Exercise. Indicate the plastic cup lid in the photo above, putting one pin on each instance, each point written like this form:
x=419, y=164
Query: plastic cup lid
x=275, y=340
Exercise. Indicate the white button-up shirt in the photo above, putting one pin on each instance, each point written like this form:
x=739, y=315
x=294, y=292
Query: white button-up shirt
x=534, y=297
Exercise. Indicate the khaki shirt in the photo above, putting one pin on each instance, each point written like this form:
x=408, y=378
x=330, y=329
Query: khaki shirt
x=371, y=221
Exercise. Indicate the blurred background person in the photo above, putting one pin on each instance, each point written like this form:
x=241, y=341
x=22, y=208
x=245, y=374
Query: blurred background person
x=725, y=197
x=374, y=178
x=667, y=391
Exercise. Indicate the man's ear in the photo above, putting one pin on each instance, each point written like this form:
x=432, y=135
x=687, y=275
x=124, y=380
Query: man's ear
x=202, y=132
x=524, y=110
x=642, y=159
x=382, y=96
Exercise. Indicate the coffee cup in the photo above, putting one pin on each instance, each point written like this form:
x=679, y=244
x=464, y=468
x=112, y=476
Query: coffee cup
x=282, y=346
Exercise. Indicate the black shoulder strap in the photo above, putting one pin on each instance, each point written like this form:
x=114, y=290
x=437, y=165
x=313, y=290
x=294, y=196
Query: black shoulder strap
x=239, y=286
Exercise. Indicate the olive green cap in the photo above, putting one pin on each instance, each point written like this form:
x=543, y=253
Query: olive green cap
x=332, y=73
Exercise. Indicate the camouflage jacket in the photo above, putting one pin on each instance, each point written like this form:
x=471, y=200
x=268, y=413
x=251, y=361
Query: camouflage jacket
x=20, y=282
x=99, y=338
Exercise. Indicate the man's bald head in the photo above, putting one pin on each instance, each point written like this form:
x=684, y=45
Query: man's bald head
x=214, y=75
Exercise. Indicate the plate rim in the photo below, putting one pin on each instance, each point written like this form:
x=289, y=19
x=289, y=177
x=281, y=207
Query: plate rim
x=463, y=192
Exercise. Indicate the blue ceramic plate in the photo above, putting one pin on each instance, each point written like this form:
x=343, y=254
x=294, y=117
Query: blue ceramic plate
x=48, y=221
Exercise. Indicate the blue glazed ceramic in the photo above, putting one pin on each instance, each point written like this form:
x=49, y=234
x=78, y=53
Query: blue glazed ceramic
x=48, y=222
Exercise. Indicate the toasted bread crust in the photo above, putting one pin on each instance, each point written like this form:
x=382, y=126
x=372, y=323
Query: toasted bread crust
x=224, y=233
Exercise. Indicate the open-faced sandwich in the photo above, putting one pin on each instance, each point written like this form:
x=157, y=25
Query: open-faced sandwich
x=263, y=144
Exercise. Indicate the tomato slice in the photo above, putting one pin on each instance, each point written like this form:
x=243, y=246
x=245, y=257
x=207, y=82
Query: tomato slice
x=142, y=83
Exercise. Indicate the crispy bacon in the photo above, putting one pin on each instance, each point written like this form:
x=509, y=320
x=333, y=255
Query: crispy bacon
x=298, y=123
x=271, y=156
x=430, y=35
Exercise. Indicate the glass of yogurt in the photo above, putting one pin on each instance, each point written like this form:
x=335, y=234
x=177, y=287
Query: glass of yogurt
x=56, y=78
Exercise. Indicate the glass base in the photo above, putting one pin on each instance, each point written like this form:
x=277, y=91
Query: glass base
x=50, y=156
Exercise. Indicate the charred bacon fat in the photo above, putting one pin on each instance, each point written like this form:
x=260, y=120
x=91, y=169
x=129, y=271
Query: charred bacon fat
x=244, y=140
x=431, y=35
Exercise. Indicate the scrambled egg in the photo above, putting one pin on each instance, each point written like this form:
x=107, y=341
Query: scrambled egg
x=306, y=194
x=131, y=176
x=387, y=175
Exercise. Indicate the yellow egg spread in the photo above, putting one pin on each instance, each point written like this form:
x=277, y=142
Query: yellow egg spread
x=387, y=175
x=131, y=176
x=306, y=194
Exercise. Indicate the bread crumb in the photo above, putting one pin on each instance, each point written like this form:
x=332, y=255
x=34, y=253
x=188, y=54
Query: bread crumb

┄┄┄┄┄┄┄┄┄┄┄┄┄┄┄┄┄┄┄┄

■ Activity: Where a line above holds the string "crumb", copy that line.

■ Result of the task:
Exercise. Indicate the bread crumb in the photo above, putting one pin on each instance, each point written like this form:
Query: bread crumb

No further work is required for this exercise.